PROMPT:
Summarize the forum post below in two sentences.

PAGE EXCERPT:
** START **
Postby Xyx » 07 Oct 2016, 10:33

lujo wrote:What's keeping Blood Moon out of the format?
Moxen, and Red not being super, I guess. One of the best red cards is Red Elemental Blast. Go figure.

lujo wrote:a lot of constructed deckbuilding is actually about how to dodge the 60 card limit by either finding ways to play more then 4 effective copies of something, efficient tutoring, card draw and library trimming.
I don't see how that's different for 40-card decks. Nobody is going to leave their Demonic Tutor or that 4th Lightning Bolt out of their deck because it's only 40 cards.

lujo wrote:If it was 40 card decks, even the grouping by flavor would be doable in a more operable way. There's a 60 card deck with 28 lands in there.
I know. :(

lujo wrote:Dwarven Catapult - it has only 1 red in the casting cost, and if your deck includes ramp anyway, and Deep Spawn blue is the only deck which is truly likely to play High Tide, then you kinda really want to splash it.
** END **
EXTRACTED MATERIAL:
** START **
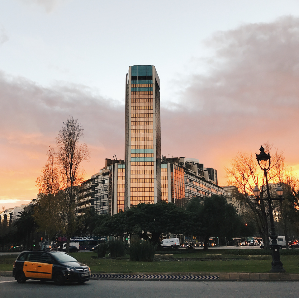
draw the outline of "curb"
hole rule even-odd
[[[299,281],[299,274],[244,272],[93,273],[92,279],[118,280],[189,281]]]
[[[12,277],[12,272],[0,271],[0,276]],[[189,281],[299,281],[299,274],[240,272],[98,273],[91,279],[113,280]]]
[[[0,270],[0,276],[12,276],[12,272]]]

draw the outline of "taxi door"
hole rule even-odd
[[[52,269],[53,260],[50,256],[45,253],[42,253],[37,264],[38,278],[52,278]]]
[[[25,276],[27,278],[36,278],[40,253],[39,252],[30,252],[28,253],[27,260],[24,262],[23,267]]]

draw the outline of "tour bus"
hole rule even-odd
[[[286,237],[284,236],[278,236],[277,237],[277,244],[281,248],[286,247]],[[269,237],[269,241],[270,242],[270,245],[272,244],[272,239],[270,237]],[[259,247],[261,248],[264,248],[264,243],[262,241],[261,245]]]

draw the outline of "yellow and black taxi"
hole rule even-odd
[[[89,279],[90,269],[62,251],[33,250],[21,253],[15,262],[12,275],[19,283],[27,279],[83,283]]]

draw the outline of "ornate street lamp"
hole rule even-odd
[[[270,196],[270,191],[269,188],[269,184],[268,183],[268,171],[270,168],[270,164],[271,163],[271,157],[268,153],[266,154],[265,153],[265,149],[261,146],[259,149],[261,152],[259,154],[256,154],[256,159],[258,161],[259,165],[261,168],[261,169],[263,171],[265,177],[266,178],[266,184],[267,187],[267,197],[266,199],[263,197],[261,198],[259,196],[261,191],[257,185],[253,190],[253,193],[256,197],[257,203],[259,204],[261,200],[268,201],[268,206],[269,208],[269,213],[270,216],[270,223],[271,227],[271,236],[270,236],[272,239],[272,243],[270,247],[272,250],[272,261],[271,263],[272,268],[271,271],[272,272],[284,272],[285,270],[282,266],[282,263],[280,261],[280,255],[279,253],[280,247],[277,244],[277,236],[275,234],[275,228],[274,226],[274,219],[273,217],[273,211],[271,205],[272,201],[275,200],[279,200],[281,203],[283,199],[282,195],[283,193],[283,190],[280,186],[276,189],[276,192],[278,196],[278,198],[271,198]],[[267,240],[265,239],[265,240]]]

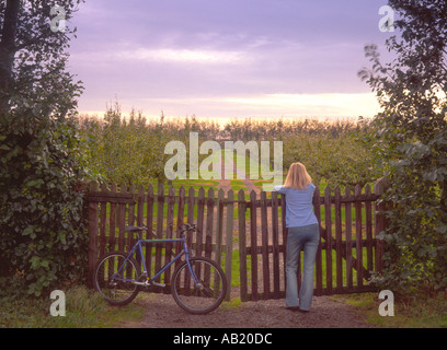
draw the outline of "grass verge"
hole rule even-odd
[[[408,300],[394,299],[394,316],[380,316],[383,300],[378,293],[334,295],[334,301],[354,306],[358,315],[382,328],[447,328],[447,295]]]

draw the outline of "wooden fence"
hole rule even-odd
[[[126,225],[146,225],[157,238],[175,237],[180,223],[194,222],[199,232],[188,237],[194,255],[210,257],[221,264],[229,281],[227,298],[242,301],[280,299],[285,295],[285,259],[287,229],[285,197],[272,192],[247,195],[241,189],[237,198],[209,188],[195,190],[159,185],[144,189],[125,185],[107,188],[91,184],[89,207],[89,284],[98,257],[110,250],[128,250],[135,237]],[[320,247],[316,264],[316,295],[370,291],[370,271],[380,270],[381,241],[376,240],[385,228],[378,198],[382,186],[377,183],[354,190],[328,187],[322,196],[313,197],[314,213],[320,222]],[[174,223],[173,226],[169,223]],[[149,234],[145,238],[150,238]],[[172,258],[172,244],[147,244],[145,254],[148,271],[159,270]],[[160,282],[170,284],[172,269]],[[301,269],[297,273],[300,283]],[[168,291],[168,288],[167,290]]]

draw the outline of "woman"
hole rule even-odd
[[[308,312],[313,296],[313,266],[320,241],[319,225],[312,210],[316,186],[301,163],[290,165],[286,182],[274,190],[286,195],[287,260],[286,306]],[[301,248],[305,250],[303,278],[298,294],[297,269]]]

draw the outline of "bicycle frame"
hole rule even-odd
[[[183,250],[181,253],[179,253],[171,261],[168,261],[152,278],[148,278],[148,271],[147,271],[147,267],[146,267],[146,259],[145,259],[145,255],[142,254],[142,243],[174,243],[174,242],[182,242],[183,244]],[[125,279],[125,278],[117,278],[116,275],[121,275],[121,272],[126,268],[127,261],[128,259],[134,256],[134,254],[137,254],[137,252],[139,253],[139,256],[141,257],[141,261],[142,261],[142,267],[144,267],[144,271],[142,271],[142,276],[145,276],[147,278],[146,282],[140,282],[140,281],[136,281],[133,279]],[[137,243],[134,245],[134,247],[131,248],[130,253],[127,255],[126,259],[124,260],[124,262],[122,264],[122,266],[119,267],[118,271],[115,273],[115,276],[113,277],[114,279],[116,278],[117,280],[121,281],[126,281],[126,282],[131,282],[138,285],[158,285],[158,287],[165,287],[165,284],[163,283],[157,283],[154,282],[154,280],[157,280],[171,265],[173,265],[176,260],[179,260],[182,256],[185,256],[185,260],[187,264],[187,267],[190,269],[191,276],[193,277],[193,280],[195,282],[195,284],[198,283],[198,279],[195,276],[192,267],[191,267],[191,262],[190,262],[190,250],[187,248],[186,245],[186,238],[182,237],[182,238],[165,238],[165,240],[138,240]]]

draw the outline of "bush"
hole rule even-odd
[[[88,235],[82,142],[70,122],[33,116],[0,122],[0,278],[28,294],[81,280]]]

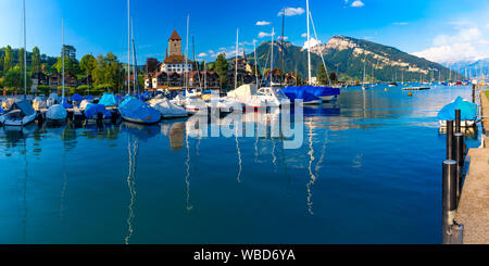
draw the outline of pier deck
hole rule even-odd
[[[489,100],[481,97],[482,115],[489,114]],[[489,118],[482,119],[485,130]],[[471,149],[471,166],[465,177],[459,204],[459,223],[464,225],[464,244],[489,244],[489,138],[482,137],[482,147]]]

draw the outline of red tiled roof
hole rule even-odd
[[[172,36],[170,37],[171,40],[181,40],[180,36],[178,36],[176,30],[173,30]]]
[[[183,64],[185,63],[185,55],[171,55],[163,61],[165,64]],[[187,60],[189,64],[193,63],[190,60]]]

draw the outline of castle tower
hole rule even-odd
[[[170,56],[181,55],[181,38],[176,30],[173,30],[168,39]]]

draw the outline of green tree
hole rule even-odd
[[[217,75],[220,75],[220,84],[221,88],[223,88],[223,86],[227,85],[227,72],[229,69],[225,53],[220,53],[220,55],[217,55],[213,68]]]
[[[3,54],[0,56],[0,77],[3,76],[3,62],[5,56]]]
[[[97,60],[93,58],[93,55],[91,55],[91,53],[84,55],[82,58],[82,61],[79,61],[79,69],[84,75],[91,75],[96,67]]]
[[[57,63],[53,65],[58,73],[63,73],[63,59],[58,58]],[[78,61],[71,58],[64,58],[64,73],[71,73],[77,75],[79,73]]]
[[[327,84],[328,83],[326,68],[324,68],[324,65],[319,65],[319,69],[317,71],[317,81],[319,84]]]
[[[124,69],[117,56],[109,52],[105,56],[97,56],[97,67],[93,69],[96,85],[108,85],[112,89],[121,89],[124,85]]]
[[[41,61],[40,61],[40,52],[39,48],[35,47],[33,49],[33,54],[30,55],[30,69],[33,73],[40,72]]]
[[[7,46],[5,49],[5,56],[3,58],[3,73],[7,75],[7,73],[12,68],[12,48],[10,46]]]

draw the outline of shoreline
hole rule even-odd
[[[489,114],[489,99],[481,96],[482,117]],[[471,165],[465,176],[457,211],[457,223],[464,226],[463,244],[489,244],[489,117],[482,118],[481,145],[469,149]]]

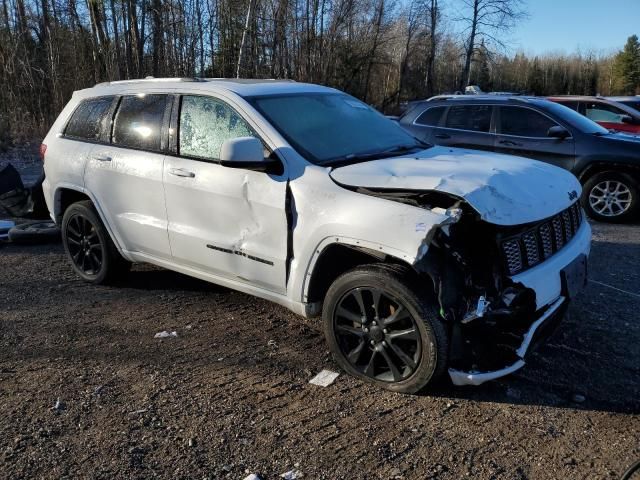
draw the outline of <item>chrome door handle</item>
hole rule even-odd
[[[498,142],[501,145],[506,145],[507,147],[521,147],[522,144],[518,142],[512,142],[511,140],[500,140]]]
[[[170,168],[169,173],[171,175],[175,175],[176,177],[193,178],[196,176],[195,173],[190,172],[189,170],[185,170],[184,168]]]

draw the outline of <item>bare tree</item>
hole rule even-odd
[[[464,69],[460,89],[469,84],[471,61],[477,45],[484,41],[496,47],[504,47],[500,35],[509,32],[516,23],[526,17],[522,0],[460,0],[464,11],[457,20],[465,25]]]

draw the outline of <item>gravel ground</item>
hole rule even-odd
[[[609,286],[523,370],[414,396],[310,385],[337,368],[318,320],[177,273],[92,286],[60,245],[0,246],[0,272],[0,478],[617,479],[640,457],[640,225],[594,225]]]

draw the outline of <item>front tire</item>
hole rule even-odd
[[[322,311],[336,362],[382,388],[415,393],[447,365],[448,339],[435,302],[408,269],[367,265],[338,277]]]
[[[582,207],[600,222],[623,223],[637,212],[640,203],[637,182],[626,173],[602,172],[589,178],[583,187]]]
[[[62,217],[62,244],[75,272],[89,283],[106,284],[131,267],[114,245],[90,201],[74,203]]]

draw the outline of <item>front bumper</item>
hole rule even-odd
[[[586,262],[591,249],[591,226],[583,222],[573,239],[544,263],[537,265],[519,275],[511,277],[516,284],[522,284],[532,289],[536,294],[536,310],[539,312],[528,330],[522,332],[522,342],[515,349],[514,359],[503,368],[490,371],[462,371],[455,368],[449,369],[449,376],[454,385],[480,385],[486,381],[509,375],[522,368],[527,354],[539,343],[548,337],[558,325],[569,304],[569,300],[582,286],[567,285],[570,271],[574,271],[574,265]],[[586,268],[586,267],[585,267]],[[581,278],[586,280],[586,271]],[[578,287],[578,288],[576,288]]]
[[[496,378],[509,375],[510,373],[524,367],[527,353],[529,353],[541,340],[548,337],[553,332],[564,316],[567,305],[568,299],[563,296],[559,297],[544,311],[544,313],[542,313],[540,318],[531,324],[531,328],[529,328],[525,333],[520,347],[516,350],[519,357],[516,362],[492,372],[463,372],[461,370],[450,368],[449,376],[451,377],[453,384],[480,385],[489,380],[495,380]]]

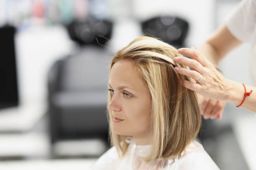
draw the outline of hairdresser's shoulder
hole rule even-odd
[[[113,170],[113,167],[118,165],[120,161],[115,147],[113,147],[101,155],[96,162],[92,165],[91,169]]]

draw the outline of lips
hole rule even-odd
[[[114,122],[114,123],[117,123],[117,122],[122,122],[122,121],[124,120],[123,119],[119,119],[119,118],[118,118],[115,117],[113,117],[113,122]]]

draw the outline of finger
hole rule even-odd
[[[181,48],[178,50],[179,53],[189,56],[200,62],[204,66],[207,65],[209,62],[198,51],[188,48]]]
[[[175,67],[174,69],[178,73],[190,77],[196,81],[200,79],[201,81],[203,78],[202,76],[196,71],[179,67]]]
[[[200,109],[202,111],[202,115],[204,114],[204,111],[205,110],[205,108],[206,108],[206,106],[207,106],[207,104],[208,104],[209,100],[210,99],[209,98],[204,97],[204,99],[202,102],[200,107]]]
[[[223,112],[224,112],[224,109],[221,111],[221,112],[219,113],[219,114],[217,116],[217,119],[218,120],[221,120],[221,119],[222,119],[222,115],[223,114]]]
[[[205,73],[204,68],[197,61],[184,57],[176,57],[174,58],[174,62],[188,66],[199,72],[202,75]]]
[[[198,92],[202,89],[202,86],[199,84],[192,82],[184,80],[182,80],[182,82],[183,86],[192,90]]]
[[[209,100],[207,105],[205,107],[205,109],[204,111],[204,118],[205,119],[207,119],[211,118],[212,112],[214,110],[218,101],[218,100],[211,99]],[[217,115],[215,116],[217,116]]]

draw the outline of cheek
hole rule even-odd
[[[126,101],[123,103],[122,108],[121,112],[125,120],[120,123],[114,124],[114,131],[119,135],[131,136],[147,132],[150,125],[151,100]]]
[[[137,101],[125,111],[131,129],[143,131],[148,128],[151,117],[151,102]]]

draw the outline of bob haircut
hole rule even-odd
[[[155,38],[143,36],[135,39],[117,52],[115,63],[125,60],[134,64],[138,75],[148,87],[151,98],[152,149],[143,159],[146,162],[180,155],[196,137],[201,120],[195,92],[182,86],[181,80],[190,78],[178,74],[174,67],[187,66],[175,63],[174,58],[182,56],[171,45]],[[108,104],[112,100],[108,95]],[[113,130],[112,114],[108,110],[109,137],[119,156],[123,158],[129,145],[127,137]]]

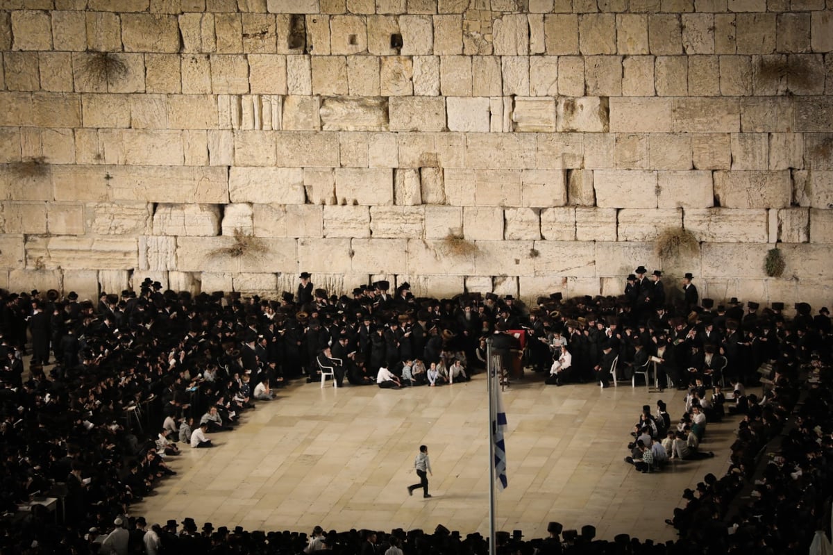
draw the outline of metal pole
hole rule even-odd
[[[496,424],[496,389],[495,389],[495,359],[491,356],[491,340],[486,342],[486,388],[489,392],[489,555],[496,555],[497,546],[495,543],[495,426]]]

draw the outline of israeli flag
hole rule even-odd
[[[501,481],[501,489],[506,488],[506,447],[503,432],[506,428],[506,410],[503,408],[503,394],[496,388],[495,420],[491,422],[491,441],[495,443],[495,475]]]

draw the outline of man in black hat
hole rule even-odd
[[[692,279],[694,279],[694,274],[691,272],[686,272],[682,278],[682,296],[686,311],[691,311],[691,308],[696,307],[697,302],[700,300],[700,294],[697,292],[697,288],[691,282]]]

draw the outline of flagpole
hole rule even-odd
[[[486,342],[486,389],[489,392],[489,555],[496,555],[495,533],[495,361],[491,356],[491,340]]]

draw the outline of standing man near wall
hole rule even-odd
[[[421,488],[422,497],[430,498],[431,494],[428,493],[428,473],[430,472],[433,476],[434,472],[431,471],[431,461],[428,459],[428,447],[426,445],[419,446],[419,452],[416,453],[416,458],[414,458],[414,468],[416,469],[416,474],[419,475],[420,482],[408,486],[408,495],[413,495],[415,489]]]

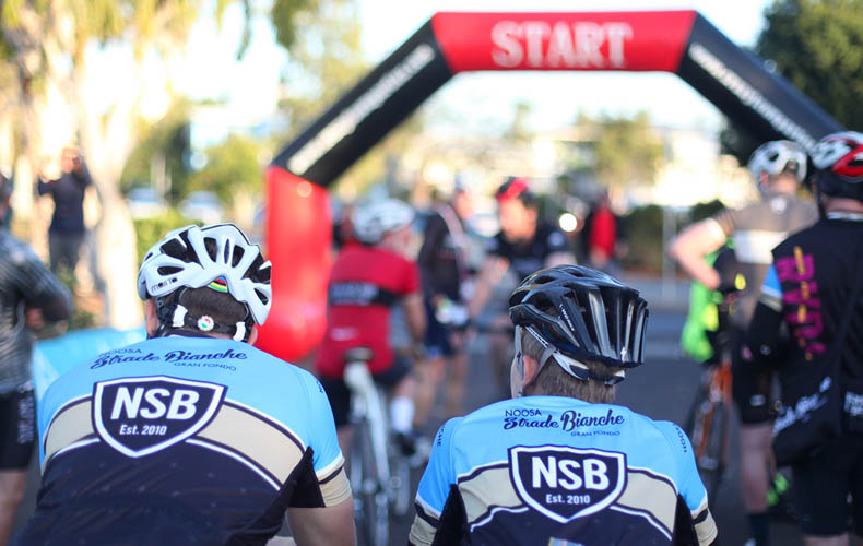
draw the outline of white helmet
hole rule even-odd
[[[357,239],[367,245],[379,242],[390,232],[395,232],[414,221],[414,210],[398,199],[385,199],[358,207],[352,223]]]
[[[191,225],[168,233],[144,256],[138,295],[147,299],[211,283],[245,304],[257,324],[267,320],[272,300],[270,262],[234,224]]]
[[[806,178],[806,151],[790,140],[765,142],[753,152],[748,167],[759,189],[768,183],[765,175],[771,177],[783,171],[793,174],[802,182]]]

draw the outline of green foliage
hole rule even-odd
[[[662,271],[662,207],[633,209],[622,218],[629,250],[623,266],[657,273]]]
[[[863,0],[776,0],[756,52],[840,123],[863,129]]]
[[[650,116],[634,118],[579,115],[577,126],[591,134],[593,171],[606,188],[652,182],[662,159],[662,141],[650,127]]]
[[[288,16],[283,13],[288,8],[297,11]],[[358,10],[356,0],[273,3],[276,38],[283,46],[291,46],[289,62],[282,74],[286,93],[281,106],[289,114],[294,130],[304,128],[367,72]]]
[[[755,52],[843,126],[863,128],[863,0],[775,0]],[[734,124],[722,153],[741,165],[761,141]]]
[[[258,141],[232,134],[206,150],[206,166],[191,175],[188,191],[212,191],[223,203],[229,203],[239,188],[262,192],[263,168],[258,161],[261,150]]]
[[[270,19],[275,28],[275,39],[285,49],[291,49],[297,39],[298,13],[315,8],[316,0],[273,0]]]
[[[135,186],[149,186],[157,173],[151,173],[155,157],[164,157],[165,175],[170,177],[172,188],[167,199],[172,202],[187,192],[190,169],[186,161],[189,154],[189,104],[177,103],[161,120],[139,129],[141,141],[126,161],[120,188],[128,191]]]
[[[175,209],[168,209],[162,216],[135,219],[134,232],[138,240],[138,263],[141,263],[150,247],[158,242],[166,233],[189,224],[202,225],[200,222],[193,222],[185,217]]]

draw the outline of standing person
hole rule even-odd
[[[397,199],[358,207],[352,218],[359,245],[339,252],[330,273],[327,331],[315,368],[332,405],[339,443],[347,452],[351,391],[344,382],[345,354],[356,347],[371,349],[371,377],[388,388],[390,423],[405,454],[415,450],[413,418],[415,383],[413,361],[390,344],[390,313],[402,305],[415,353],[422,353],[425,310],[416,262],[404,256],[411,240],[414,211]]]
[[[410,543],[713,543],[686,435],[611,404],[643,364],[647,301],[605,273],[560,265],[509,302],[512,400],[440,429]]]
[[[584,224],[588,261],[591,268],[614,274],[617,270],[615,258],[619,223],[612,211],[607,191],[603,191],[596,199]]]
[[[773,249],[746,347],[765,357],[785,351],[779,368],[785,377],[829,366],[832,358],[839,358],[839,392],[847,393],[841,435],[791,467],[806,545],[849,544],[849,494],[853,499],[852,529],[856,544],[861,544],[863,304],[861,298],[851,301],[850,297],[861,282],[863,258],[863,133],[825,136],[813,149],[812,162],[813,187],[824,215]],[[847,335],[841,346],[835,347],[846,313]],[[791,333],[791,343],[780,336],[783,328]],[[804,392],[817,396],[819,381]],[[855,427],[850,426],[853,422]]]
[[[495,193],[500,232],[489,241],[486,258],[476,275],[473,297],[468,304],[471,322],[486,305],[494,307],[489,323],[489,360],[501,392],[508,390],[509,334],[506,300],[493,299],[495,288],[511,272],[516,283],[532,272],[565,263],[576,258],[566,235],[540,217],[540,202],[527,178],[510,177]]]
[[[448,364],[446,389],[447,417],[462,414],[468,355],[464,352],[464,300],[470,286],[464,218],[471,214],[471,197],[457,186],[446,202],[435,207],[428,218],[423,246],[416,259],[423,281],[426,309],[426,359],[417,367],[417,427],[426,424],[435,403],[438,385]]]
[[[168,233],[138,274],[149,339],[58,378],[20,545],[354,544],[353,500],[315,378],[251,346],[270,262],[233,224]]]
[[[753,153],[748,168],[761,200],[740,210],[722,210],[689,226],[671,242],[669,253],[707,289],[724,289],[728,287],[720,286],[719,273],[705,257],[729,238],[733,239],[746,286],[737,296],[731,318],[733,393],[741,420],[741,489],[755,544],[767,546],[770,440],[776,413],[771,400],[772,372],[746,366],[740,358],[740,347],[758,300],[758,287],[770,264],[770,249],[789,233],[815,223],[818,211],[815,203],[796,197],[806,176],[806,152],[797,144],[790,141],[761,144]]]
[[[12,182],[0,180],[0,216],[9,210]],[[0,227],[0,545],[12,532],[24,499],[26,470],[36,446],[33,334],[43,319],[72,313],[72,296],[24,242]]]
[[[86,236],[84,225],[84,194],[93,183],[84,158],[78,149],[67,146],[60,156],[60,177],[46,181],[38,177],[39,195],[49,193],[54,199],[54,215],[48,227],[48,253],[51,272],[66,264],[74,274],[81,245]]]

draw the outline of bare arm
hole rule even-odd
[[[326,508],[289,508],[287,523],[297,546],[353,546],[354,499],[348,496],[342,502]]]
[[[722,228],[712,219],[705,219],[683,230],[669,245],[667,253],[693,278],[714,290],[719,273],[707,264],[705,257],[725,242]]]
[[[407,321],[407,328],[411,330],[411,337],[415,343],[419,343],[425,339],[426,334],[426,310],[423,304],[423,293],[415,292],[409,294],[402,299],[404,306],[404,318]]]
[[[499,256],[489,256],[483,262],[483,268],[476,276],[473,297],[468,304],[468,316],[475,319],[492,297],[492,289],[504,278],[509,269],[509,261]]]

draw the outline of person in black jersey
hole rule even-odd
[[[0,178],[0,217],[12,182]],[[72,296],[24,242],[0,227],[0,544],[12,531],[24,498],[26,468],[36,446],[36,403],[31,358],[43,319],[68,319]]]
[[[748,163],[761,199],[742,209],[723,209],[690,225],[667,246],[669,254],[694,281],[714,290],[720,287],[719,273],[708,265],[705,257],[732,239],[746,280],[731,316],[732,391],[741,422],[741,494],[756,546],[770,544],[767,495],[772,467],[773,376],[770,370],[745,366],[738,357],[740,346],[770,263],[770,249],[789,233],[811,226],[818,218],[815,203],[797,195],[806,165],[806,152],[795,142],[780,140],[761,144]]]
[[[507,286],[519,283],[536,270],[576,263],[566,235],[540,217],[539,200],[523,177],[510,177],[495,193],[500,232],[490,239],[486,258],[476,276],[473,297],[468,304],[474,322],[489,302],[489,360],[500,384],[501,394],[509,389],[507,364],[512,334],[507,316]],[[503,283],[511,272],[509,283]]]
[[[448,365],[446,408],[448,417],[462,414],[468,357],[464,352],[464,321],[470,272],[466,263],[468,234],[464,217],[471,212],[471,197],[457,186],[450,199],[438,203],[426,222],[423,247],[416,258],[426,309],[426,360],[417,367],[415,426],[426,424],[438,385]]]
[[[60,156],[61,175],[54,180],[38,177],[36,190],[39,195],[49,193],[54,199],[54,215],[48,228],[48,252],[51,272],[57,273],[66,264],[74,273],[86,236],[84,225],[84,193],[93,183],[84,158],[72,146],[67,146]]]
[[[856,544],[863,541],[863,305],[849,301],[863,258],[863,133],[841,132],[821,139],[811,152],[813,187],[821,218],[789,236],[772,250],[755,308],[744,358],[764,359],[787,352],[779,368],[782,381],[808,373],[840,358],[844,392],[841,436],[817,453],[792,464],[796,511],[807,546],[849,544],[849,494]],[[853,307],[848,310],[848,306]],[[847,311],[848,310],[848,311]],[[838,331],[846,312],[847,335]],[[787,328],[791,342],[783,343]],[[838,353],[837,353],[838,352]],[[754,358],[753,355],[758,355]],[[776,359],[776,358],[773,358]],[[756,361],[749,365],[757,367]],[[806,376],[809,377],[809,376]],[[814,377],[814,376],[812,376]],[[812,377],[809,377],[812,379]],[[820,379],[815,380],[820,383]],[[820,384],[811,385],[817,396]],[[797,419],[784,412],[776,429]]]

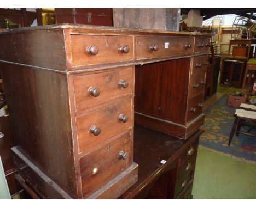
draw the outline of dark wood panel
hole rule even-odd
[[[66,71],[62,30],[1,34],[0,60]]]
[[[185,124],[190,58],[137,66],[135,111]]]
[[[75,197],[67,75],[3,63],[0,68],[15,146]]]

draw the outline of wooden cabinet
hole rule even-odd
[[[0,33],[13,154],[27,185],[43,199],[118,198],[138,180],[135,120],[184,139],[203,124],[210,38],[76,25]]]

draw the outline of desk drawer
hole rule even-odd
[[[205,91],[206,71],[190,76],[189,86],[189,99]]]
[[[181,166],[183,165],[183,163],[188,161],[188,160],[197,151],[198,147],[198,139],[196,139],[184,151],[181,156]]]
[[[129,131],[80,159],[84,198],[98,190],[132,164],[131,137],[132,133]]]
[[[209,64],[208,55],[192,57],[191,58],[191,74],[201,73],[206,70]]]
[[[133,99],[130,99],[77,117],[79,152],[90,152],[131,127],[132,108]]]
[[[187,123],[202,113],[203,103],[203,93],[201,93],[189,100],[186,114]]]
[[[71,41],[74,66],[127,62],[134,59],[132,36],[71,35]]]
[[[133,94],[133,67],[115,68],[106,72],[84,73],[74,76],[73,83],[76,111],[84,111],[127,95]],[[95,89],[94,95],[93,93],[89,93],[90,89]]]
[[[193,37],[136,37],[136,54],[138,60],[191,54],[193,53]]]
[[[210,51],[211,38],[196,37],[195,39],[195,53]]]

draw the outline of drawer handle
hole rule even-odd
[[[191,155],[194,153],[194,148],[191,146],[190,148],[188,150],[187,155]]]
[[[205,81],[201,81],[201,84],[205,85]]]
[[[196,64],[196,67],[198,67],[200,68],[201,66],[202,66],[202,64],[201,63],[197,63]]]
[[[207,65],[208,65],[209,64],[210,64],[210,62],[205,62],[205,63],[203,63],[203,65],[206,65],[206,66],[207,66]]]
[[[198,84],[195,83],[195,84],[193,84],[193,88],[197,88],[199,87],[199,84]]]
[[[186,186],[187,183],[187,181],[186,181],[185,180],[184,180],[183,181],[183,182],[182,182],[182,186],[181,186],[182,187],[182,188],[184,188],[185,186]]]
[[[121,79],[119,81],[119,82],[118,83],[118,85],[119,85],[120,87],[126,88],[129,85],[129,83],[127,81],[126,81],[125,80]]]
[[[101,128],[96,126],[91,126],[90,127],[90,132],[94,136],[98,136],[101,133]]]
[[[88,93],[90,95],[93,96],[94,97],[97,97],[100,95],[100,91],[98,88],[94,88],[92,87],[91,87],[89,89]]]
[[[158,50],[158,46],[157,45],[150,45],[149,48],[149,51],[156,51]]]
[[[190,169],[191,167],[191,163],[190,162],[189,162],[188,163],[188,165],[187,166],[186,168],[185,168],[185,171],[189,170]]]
** END **
FULL SOLUTION:
Replying to quoted remarks from lujo, Xyx suggests that Moxen and red not being especially strong are what keep Blood Moon out of the format, noting that Red Elemental Blast is one of the best red cards. Xyx also sees no difference for 40-card decks, since nobody would leave out Demonic Tutor or a fourth Lightning Bolt, and answers the mention of a 60-card deck with 28 lands with "I know."